*Esercizi da svolgere*
1. Indica se ciascuna affermazione concorda con la rubrica, rispondendo sì o no e citando le parole decisive: (a) Salvini dice di preferire i contanti perché gli piace prelevare al bancomat; (b) De Falco è presentato come ufficiale dell'Aeronautica; (c) Valditara afferma che intendeva dire "umiltà".
2. Cambia il passo della rubrica da "Dovere di cronaca." a "precoce, il ragazzo." mettendo "sanatoria" al posto di "condono".
3. Quale ministero guida Valditara secondo la rubrica?

*Brano da leggere*

....

(Marco Travaglio – Il Fatto Quotidiano) – Hobby. “Se uno vuole pagare due euro il caffè con la carta di credito è solo un rompipalle. Io cerco di pagare in contanti, perché a me piace andare a prelevare al bancomat” (Matteo Salvini, Lega, vicepremier e ministro delle Infrastrutture, Twitter, 2.12). Non era meglio suonare ai citofoni? […]
Ma mi faccia il piacere
(Marco Travaglio – Il Fatto Quotidiano) – Hobby. “Se uno vuole pagare due euro il caffè con la carta di credito è solo un rompipalle. Io cerco di pagare in contanti, perché a me piace andare a prelevare al bancomat” (Matteo Salvini, Lega, vicepremier e ministro delle Infrastrutture, Twitter, 2.12). Non era meglio suonare ai citofoni?
Dovere di cronaca. “Il mio scroto è uguale a quello di Vittorio (Sgarbi)” (Morgan, Fq Magazine, 29.11). Sono soddisfazioni, per entrambi.
Tonno Nostromo/1. “Mi opposi a quel condono: così fui espulso dal M5S” (Gregorio De Falco, ufficiale della Marina Militare, Corriere della sera, 30.11). Com’è noto, non ci fu alcun condono. Ma basta uscire dal M5S e sparare sul M5S, e oplà: anche un marinaio diventa giurista, e pure urbanista.
Tonno Nostromo/2. “Parla De Falco: ‘Mi opposi al condono 5S. Così Conte mi mandò via’” (Giornale, 29.11). Tre anni prima di iscriversi ai 5Stelle e diventarne il leader, Conte già espelleva i parlamentari 5Stelle: precoce, il ragazzo.
Lapsus per lapsus. “Evviva l’umiliazione che è un fattore fondamentale della crescita e nella costruzione della personalità!” (Giuseppe Valditara, Lega, ministro dell’Istruzione e del Merito, 24.11). “Umiliazione? Sono stato vittima di un lapsus. Volevo dire umiltà” (Valditara, 26.11). Del resto capita a tutti di sentire “Valditara”, di pensare “cognome” e di dire “coglione”.

....

(Voci di puntamento ed etichettatura)

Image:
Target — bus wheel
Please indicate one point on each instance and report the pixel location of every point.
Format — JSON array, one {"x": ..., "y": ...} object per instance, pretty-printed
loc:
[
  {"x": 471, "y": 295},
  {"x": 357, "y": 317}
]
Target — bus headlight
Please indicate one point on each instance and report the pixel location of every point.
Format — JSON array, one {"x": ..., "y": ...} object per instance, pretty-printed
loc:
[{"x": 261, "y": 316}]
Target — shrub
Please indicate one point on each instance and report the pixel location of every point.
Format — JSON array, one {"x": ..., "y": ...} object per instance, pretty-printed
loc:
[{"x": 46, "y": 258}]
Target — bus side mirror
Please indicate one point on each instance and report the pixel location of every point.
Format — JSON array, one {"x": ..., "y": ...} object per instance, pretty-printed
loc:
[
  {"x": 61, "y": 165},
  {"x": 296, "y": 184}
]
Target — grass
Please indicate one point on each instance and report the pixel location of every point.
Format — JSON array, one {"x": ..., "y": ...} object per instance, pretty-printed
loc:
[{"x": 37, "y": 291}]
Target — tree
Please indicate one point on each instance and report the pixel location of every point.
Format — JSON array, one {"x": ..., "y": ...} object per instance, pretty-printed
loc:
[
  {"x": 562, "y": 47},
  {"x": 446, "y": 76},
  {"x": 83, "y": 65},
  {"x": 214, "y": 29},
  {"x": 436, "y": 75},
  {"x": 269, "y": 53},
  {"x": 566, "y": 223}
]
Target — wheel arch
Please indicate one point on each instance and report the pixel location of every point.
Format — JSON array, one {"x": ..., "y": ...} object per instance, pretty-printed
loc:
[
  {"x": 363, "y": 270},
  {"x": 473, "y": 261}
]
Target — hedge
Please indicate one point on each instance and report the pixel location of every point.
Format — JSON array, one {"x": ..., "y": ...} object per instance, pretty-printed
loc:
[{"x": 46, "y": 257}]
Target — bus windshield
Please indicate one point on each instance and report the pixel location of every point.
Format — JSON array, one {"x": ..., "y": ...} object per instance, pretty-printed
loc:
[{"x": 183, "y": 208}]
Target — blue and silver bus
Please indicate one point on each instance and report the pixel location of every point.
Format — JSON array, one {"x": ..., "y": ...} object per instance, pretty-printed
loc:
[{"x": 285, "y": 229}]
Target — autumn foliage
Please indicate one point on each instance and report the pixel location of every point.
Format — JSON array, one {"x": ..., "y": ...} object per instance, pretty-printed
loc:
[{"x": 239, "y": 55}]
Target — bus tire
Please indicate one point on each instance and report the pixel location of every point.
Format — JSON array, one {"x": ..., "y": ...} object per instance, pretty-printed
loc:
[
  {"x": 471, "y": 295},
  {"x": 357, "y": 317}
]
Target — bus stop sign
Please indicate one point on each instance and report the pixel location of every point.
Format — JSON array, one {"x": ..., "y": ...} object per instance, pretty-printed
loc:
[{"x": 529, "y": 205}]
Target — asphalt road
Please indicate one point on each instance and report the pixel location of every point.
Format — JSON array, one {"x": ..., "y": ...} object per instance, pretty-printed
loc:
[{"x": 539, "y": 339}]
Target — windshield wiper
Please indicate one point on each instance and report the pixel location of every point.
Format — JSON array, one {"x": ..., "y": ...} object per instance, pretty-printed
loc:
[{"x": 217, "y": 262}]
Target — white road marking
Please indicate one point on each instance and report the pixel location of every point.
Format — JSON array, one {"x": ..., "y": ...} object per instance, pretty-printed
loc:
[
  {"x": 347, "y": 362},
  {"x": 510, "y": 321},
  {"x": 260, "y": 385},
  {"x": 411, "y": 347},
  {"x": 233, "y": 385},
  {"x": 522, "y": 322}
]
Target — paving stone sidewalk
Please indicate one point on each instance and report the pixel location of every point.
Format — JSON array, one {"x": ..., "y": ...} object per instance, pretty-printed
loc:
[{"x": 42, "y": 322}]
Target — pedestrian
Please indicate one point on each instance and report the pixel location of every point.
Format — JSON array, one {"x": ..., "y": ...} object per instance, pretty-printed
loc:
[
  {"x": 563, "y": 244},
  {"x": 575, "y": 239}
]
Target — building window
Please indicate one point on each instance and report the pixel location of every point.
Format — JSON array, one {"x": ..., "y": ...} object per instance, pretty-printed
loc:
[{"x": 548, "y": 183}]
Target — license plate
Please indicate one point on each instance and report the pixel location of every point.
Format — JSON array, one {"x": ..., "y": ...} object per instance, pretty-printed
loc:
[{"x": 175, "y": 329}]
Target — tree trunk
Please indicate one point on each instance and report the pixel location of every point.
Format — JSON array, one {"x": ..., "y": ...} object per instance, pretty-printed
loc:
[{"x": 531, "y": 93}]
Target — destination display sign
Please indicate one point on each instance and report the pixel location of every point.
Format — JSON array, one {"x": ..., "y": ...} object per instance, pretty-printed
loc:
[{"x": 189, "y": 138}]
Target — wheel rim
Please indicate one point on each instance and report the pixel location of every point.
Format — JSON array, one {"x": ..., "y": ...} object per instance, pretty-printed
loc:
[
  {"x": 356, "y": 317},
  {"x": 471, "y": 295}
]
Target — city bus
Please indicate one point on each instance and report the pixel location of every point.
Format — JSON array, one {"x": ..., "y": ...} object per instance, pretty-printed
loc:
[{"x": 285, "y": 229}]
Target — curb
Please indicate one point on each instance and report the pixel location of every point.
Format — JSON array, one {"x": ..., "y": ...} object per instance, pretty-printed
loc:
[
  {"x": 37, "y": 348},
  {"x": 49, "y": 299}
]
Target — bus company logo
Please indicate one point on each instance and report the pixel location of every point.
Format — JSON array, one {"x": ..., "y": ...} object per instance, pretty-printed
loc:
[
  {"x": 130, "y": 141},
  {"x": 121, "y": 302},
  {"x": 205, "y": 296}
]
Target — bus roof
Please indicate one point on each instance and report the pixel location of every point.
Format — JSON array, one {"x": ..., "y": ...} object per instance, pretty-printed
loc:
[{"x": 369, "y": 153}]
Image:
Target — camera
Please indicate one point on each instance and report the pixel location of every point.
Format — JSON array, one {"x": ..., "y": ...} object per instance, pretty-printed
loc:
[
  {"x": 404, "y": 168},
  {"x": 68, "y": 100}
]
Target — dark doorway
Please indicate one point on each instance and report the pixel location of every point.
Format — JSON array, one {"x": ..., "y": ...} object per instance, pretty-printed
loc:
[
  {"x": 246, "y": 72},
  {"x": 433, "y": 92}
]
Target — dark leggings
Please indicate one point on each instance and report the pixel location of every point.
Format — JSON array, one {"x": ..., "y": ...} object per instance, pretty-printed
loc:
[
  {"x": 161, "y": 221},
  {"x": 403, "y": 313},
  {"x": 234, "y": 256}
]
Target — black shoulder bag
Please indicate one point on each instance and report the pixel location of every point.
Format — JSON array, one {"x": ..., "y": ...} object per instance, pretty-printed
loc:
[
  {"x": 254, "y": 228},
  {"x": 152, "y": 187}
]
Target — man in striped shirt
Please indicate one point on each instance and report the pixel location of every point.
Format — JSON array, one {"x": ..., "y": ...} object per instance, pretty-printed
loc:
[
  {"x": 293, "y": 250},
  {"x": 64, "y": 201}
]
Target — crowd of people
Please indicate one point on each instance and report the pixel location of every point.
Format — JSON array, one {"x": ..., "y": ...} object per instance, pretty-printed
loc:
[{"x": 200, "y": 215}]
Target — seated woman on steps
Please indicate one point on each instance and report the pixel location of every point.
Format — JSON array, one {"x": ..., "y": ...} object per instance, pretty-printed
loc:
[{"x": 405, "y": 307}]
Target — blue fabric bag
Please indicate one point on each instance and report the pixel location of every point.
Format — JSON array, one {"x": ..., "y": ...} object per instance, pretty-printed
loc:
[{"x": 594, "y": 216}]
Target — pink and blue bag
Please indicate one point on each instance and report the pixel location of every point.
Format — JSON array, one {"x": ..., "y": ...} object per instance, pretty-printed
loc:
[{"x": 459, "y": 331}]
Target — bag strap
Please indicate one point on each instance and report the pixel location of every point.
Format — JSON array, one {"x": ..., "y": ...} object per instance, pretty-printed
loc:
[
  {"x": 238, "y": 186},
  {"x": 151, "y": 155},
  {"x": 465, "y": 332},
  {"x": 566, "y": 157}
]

....

*Soluzioni*
1.
(a) Sì: "Io cerco di pagare in contanti, perché a me piace andare a prelevare al bancomat".
(b) No: "ufficiale della Marina Militare".
(c) Sì: "Volevo dire umiltà".

2.
Dovere di cronaca. “Il mio scroto è uguale a quello di Vittorio (Sgarbi)” (Morgan, Fq Magazine, 29.11). Sono soddisfazioni, per entrambi.
Tonno Nostromo/1. “Mi opposi a quel sanatoria: così fui espulso dal M5S” (Gregorio De Falco, ufficiale della Marina Militare, Corriere della sera, 30.11). Com’è noto, non ci fu alcun sanatoria. Ma basta uscire dal M5S e sparare sul M5S, e oplà: anche un marinaio diventa giurista, e pure urbanista.
Tonno Nostromo/2. “Parla De Falco: ‘Mi opposi al sanatoria 5S. Così Conte mi mandò via’” (Giornale, 29.11). Tre anni prima di iscriversi ai 5Stelle e diventarne il leader, Conte già espelleva i parlamentari 5Stelle: precoce, il ragazzo.

3. Valditara è ministro dell'Istruzione e del Merito.